Si c’est au public que s’adresse le titre, alors merci ! Mais c’est surtout à nous de remercier Cécile Tournesol et la troupe permanente du TE’S, Théâtre Eurydice Sauvegarde, une institution d’art dramatique complètement atypique puisqu’elle s’est donnée pour mission de faire rayonner les talents des personnes en situation de handicap psychique. D’ailleurs, il est évident que c’est avec un vrai bonheur de jouer que Philippe Billot, Fanny De Berail, Aurélien Frayssinhes, Pricillia Pain, Eve-Astrid Legros, Anna Peneveyre, Rovnic Pengame, Gabriel Xerri, Felipé Zarco servent les extraits des Diablogues de Roland Dubillard (1923-2011) dans une dramaturgie de Cécile Tournesol, une création sonore de Edouard Bineau, une création lumière de Patrice Le Cadre et d’extravagants costumes de Philippe Varache.

*CONSIGNE*. D'après l'extrait ci-dessus, à qui doit-on la création lumière du spectacle ?

[Enregistrements issus d'un jeu d'annotation par points]
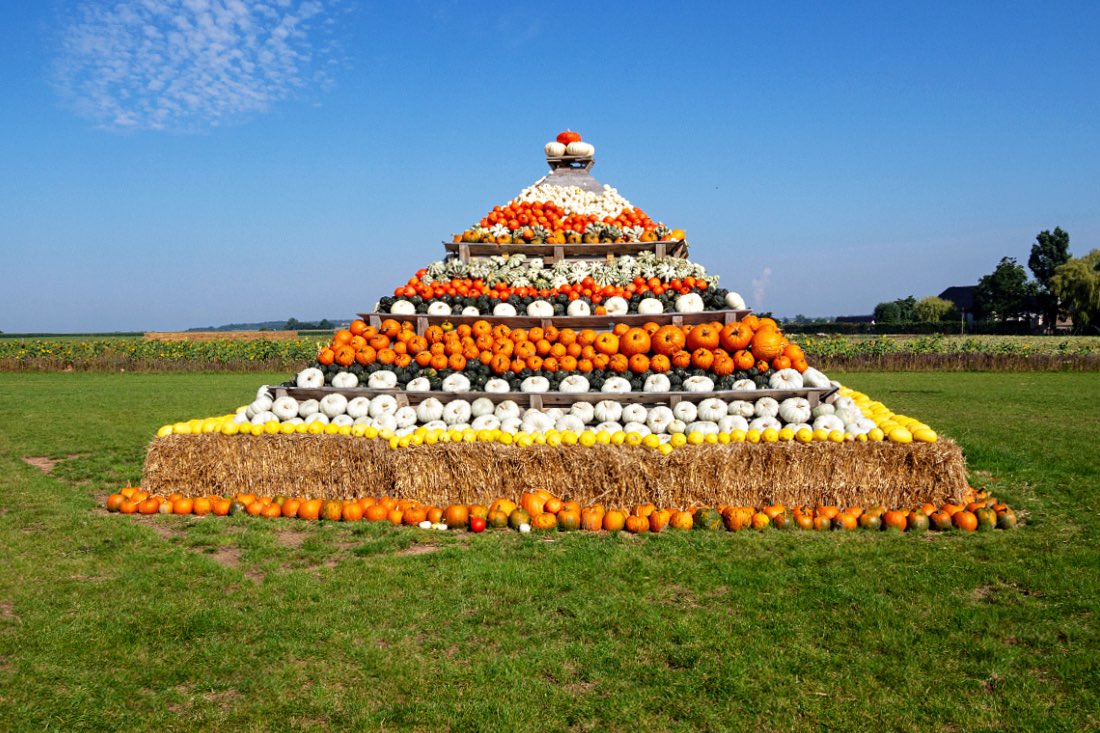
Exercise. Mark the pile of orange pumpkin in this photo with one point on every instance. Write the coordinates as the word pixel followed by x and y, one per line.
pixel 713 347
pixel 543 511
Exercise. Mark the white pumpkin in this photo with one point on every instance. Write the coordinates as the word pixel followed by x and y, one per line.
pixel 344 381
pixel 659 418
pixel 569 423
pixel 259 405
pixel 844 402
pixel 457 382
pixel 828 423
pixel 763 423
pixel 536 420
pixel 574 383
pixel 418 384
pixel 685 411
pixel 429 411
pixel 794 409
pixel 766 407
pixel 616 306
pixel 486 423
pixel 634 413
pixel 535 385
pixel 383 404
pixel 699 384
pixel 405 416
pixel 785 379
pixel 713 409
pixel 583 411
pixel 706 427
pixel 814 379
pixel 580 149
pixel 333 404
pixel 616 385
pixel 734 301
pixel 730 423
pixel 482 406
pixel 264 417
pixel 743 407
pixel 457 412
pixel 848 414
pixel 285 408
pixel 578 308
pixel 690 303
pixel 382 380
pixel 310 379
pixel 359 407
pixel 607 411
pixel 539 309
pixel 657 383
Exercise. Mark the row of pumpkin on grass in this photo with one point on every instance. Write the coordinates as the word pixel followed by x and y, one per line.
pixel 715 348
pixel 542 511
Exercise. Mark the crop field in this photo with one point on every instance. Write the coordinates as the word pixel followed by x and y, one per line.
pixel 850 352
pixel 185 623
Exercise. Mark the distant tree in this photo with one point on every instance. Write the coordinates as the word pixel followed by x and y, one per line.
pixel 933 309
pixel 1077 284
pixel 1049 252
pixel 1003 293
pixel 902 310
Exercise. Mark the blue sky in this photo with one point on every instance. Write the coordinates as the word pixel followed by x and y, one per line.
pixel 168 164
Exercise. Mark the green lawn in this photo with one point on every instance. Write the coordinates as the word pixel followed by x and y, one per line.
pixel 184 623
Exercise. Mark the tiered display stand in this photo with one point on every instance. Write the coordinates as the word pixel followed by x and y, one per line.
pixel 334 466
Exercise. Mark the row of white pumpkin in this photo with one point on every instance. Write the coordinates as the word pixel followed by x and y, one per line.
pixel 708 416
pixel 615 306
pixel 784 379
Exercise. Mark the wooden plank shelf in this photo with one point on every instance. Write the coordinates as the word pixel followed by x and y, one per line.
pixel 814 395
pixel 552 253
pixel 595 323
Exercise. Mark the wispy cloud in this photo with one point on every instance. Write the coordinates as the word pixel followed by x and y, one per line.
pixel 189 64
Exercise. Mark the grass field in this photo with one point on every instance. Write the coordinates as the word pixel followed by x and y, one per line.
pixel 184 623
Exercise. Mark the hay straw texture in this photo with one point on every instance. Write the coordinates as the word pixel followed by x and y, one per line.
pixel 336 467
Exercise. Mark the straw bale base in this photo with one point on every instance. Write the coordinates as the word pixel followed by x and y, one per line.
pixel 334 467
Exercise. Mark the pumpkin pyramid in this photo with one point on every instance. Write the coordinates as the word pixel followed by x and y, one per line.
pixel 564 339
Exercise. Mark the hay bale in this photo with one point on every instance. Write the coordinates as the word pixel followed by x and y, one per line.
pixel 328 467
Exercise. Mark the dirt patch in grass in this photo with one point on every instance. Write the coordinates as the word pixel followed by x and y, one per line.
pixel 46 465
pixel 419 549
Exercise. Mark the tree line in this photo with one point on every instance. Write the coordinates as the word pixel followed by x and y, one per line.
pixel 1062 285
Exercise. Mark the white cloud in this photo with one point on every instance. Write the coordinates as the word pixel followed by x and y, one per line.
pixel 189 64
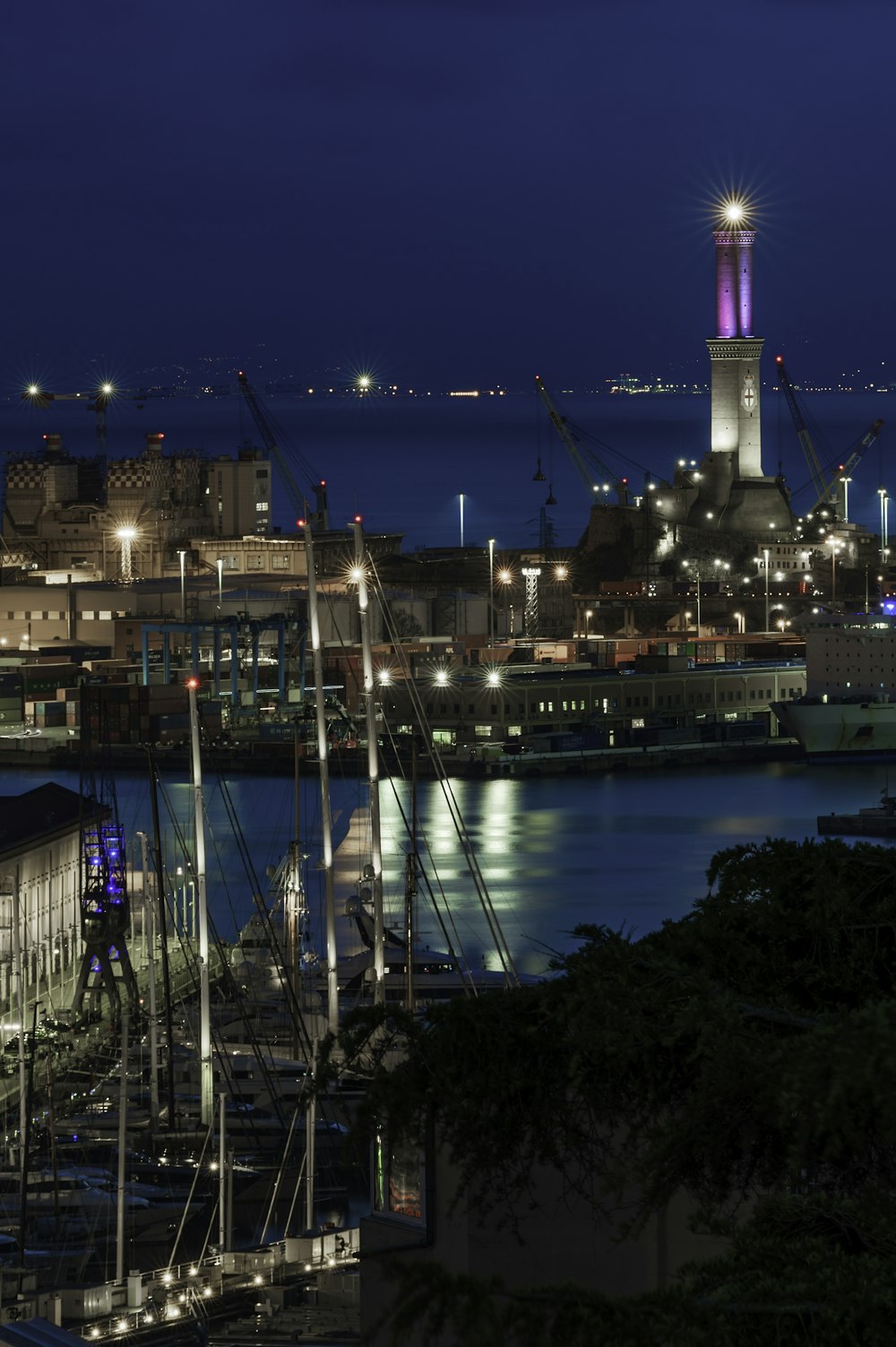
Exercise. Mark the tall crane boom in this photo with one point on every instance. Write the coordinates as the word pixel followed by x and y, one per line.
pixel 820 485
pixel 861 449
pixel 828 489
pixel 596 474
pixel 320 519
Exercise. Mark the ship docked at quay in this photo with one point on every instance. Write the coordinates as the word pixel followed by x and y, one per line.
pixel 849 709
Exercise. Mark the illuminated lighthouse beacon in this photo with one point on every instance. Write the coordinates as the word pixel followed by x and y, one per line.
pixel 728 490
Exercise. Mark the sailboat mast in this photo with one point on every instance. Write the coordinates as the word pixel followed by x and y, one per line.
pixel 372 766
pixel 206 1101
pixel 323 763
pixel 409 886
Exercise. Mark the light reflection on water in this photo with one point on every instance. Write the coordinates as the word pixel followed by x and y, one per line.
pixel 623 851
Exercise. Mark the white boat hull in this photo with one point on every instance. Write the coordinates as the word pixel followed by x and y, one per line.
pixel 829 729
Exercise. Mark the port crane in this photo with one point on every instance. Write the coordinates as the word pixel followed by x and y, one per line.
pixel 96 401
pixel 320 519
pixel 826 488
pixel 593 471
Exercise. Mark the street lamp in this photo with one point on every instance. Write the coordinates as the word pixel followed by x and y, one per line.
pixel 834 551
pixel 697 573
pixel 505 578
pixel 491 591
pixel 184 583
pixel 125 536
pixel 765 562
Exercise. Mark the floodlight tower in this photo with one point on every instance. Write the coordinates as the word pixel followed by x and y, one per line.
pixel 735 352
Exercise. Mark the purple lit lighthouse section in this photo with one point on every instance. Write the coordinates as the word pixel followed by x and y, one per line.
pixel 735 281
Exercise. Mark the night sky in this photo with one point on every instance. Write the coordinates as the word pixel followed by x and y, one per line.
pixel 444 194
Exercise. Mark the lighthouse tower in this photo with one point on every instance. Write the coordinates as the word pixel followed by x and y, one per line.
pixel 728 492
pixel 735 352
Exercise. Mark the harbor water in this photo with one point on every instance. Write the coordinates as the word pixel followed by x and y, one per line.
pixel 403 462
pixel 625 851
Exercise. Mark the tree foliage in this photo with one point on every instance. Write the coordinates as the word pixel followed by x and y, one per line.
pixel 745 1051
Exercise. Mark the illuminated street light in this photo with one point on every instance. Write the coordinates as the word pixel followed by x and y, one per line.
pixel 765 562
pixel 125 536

*SOLUTION PROPOSÉE*. Patrice Le Cadre.